• **REQUIRED TASK**:
Output the text below on the FN in French politics word for word, between "Founded by Jean-Marie" and "rallies in Paris.", inclusive.
+++ TEXT SECTION
Founded by Jean-Marie Le Pen almost 20 years ago, the FN has until recently held a relatively minor position in French politics—attracting between 5 and 10 per cent of the vote—with supporters, who include skinheads and neo-Nazi party members, best known for giving vent to their anger over high unemployment by assaulting immigrants. For instance, in 1995, FN supporters pushed a young Moroccan boy off a dock to his death during one of their political rallies in Paris.

More recently, as part of a strategy to raise their public profile, the FN has been courting publicity. Last fall, the FN Mayor of Toulon protested when the town's annual bookfair awarded the prestigious literary Goncourt prize to a French Jewish author, arguing that the author was not sufficiently 'French'. In August, Le Pen drew national headlines by repeatedly proclaiming the "inequality of the races", because black athletes continued to outrun white athletes during the Atlanta Olympics. In an interview with journalists, Le Pen alleged that President Chirac was under the control of Jewish advisors who took directions from the international Jewish organisation, B'nai Brith.

The popularity of the FN and its demagogic leader, Jean-Marie Le Pen, has been steadily on the rise. Le Pen, who won 15 per cent of the vote in the 1995 Presidential elections, continues to attract voters to the FN by arguing that foreign immigrants, mostly North Africans, are the main cause of problems such as rising unemployment (over 12 per cent now) and increasing crime. Le Pen stays in the spotlight by preaching a message of rabid intolerance.

In Strasbourg, the French Left, long quiet in the face of mounting FN gains, finally decided to counter-attack. As many as 50,000 people from all over France altered their Easter plans to arrive on 'liberty trains', to demonstrate their solidarity against the FN and its 'anti-republican' ideals. With heavy security and police manning the streets to prevent violence, the leftist demonstrators shouted for "liberty, equality, brotherhood and solidarity against the FN and the extreme right in France".
++++++
+++ DATASET CONTENT
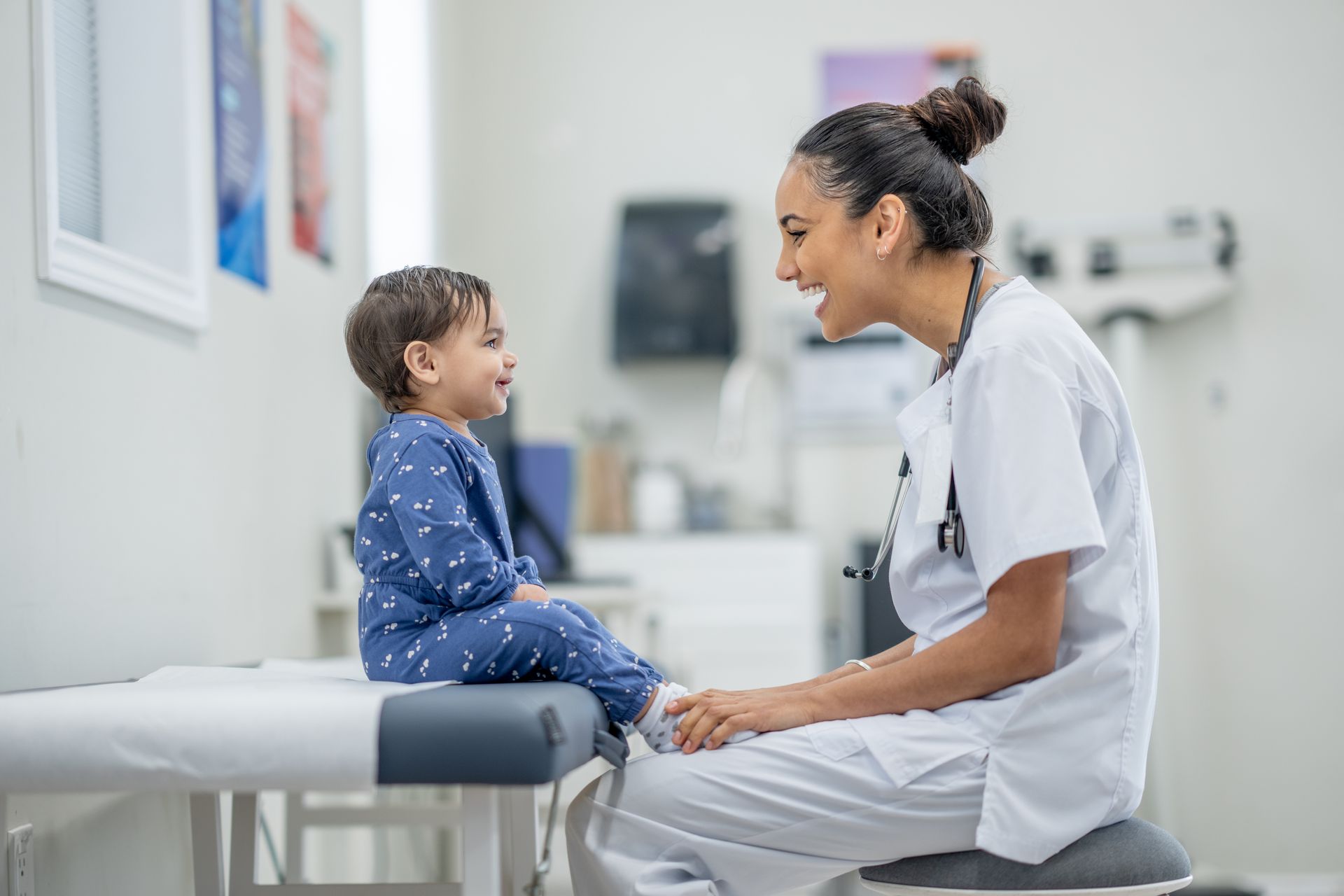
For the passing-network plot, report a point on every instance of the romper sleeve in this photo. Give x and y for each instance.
(526, 570)
(428, 493)
(1018, 461)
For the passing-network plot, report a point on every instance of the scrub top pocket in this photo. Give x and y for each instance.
(835, 739)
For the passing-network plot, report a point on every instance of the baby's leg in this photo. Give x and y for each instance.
(518, 640)
(592, 622)
(656, 726)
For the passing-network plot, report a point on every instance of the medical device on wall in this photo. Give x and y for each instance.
(673, 285)
(1155, 266)
(1128, 272)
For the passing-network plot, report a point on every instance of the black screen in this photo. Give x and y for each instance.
(673, 282)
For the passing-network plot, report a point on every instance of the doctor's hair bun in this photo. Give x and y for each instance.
(962, 120)
(862, 153)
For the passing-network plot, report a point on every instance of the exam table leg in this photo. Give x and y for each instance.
(519, 827)
(207, 848)
(482, 843)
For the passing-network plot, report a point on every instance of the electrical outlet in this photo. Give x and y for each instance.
(19, 852)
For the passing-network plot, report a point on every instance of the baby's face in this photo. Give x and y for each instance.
(477, 365)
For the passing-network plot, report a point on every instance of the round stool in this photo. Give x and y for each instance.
(1126, 859)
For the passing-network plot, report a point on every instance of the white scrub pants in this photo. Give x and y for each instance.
(765, 816)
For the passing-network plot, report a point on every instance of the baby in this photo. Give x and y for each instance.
(444, 597)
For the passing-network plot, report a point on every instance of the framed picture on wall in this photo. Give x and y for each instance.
(118, 133)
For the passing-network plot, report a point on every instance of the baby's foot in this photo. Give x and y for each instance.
(657, 726)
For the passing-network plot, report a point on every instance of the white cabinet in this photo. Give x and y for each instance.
(733, 609)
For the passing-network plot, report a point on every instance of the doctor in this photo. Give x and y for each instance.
(1018, 718)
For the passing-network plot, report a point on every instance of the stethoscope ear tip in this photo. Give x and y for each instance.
(850, 573)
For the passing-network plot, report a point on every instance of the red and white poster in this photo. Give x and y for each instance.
(311, 134)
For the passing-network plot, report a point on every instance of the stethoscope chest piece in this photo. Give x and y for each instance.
(952, 531)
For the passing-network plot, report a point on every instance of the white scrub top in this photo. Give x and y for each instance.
(1046, 461)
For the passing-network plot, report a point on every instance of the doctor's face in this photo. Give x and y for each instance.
(824, 255)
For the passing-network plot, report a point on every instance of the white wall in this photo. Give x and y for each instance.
(555, 113)
(163, 496)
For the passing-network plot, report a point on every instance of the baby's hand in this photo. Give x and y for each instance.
(530, 593)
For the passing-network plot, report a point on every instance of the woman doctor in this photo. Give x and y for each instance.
(1018, 716)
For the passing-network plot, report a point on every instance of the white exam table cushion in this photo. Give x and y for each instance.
(197, 729)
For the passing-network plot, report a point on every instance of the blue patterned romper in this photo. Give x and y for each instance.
(435, 548)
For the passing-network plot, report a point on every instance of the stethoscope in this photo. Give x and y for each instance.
(952, 533)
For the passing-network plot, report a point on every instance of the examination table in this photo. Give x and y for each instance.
(300, 726)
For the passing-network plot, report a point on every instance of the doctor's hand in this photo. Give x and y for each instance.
(713, 716)
(530, 593)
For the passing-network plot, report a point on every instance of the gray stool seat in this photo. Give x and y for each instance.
(1128, 859)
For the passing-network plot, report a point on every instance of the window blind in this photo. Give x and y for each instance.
(78, 152)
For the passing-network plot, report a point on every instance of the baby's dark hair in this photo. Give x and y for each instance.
(413, 304)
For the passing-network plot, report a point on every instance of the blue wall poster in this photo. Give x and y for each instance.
(239, 139)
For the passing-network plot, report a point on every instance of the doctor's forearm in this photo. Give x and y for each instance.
(974, 662)
(878, 660)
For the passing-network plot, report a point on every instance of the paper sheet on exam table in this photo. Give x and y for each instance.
(197, 729)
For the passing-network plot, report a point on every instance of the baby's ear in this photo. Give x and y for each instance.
(420, 360)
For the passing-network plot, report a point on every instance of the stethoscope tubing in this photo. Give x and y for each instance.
(951, 531)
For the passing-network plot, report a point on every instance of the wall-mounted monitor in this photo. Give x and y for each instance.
(673, 292)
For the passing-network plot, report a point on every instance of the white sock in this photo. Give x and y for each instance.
(657, 726)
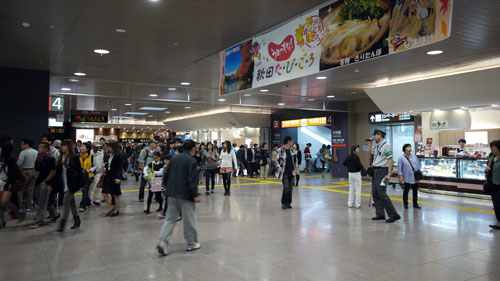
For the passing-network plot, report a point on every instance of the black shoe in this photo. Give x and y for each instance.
(62, 224)
(56, 218)
(391, 220)
(76, 222)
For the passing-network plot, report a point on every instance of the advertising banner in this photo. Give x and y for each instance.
(288, 52)
(339, 34)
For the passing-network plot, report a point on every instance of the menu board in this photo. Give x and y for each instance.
(338, 34)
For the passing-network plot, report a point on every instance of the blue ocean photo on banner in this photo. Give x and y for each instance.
(237, 68)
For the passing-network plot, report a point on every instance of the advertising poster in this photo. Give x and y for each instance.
(419, 23)
(354, 31)
(288, 52)
(237, 68)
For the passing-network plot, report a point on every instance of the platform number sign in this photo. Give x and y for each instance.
(56, 103)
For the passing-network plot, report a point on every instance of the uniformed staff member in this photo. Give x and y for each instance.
(461, 151)
(382, 168)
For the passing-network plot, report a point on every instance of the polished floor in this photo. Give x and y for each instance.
(249, 237)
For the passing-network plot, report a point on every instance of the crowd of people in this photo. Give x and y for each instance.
(46, 179)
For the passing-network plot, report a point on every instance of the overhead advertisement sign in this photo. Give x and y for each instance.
(338, 34)
(377, 117)
(317, 121)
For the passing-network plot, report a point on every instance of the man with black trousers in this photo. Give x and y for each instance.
(382, 171)
(287, 167)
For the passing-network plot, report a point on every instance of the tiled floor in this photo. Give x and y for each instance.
(249, 237)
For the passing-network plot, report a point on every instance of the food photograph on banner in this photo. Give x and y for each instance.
(354, 31)
(237, 67)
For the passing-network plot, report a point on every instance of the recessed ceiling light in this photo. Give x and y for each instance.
(101, 51)
(435, 52)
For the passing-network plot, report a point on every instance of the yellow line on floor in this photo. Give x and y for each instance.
(325, 188)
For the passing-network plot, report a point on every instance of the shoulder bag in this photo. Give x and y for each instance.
(417, 174)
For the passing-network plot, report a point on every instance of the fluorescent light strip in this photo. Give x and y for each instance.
(135, 113)
(153, 108)
(478, 66)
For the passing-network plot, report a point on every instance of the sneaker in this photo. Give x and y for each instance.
(197, 246)
(37, 225)
(162, 250)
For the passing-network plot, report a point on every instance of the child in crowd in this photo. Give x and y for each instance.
(154, 173)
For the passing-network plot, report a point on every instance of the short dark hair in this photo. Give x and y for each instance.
(188, 145)
(46, 145)
(405, 146)
(496, 144)
(28, 142)
(49, 137)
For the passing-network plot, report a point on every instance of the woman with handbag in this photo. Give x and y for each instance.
(8, 177)
(409, 175)
(493, 180)
(356, 169)
(114, 176)
(69, 173)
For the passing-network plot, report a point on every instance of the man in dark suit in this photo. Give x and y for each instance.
(181, 181)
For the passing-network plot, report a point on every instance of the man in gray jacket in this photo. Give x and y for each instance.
(181, 181)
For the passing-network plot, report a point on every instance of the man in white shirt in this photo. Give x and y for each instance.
(26, 163)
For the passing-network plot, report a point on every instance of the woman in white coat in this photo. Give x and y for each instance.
(228, 158)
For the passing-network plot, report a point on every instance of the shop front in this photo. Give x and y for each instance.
(317, 129)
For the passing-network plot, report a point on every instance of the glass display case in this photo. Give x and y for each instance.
(472, 169)
(439, 167)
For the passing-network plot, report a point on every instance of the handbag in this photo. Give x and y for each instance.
(417, 174)
(100, 183)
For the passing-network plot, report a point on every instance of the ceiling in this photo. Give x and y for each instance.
(168, 42)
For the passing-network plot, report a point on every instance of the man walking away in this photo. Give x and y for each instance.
(181, 181)
(26, 162)
(287, 168)
(382, 171)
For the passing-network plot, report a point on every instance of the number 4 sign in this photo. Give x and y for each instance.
(56, 103)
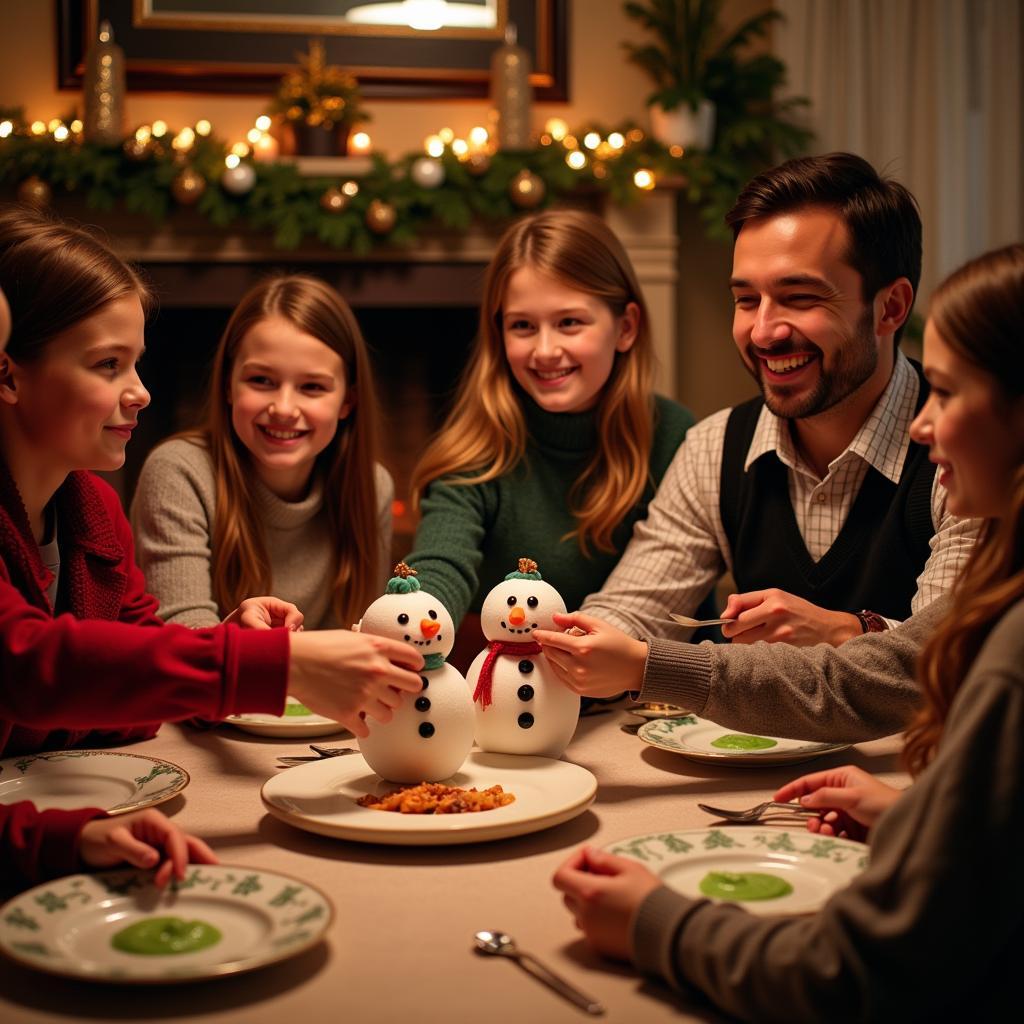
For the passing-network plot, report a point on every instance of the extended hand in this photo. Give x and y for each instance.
(346, 676)
(140, 839)
(265, 613)
(603, 893)
(602, 663)
(775, 616)
(850, 800)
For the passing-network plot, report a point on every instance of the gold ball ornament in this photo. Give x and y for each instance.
(34, 192)
(381, 216)
(334, 201)
(187, 186)
(526, 189)
(478, 164)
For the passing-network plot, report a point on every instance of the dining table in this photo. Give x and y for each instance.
(399, 947)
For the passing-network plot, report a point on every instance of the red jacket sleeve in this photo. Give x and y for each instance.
(39, 845)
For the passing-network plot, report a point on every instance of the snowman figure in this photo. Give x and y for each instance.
(430, 733)
(521, 707)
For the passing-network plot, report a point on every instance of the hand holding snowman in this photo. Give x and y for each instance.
(520, 706)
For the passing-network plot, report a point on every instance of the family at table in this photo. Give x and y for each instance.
(870, 512)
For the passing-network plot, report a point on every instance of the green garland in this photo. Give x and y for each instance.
(287, 204)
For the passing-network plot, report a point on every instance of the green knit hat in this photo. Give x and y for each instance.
(403, 581)
(527, 570)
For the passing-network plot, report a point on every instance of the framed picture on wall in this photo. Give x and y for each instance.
(424, 49)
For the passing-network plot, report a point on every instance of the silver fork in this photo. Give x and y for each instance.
(756, 813)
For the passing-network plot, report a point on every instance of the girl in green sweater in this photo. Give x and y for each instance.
(555, 442)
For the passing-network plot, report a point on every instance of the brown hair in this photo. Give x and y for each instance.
(880, 214)
(484, 436)
(978, 312)
(241, 564)
(54, 275)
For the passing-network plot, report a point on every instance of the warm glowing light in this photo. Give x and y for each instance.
(556, 128)
(643, 179)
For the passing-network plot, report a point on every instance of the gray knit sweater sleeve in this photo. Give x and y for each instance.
(172, 518)
(860, 690)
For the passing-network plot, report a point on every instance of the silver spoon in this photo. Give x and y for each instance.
(500, 944)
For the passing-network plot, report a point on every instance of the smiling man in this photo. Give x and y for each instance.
(812, 495)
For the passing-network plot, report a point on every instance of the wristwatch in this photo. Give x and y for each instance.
(870, 622)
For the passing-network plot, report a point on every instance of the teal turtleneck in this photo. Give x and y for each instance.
(470, 538)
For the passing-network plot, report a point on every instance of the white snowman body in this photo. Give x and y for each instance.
(530, 710)
(432, 731)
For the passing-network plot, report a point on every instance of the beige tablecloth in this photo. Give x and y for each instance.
(399, 949)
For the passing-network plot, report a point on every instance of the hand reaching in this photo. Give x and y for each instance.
(850, 799)
(603, 663)
(266, 613)
(603, 893)
(142, 839)
(346, 676)
(775, 616)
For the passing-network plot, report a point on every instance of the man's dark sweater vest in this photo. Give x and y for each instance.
(879, 554)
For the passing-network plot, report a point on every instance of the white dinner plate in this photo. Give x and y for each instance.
(67, 927)
(118, 782)
(321, 797)
(815, 865)
(693, 737)
(301, 723)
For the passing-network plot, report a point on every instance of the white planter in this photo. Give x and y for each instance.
(684, 127)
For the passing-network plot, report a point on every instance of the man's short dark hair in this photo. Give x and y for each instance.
(881, 214)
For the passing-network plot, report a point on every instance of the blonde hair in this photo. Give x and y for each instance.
(241, 563)
(484, 436)
(978, 312)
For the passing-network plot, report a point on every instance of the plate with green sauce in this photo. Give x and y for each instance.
(118, 927)
(297, 722)
(699, 739)
(764, 870)
(116, 781)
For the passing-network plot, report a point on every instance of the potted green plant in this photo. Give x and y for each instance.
(693, 62)
(318, 102)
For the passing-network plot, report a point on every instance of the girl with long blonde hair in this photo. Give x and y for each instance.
(945, 853)
(555, 442)
(280, 491)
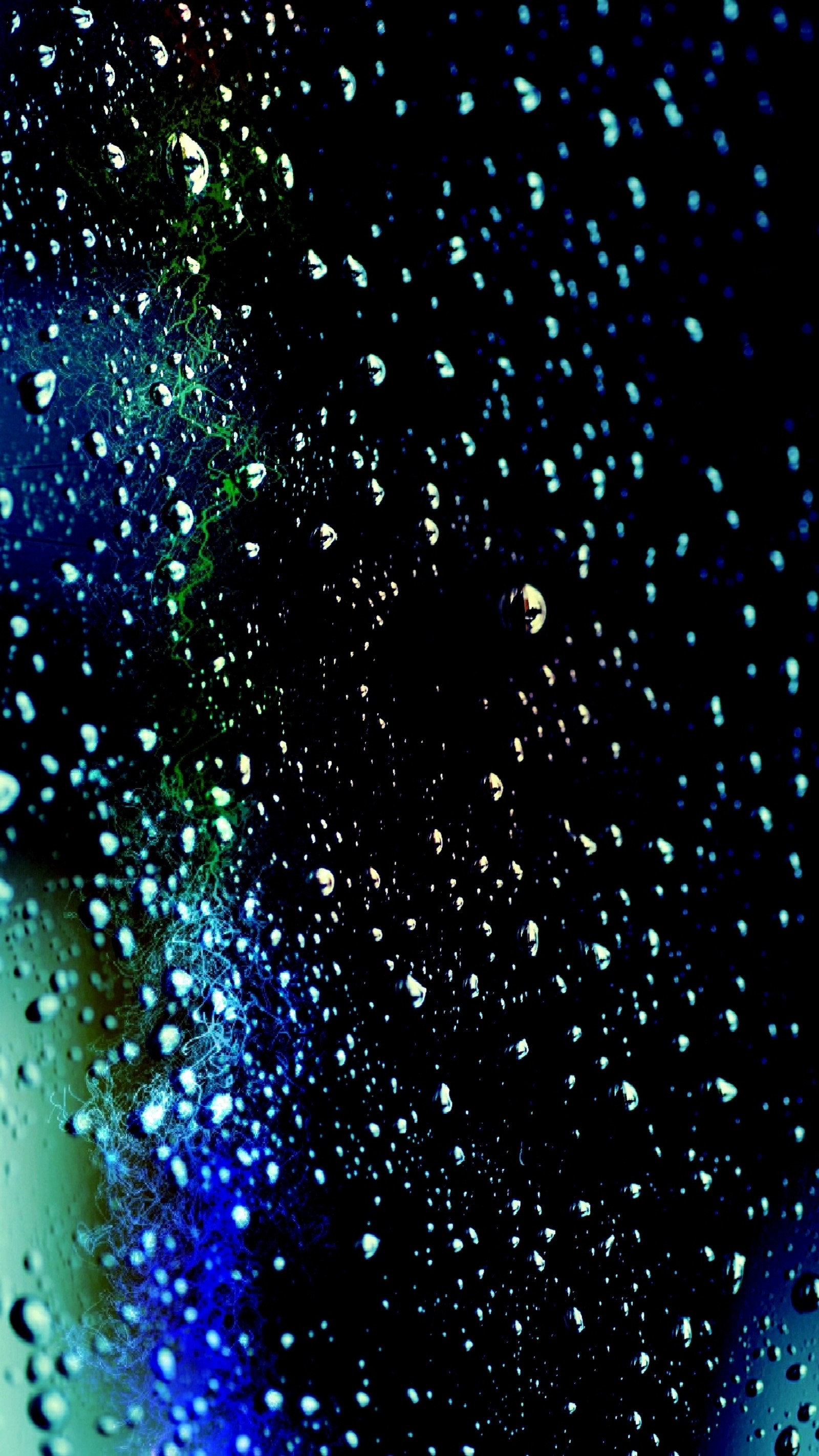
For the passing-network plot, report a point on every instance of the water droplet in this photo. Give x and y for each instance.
++++++
• **EXERCISE RESPONSE**:
Founded by Jean-Marie Le Pen almost 20 years ago, the FN has until recently held a relatively minor position in French politics—attracting between 5 and 10 per cent of the vote—with supporters, who include skinheads and neo-Nazi party members, best known for giving vent to their anger over high unemployment by assaulting immigrants. For instance, in 1995, FN supporters pushed a young Moroccan boy off a dock to his death during one of their political rallies in Paris.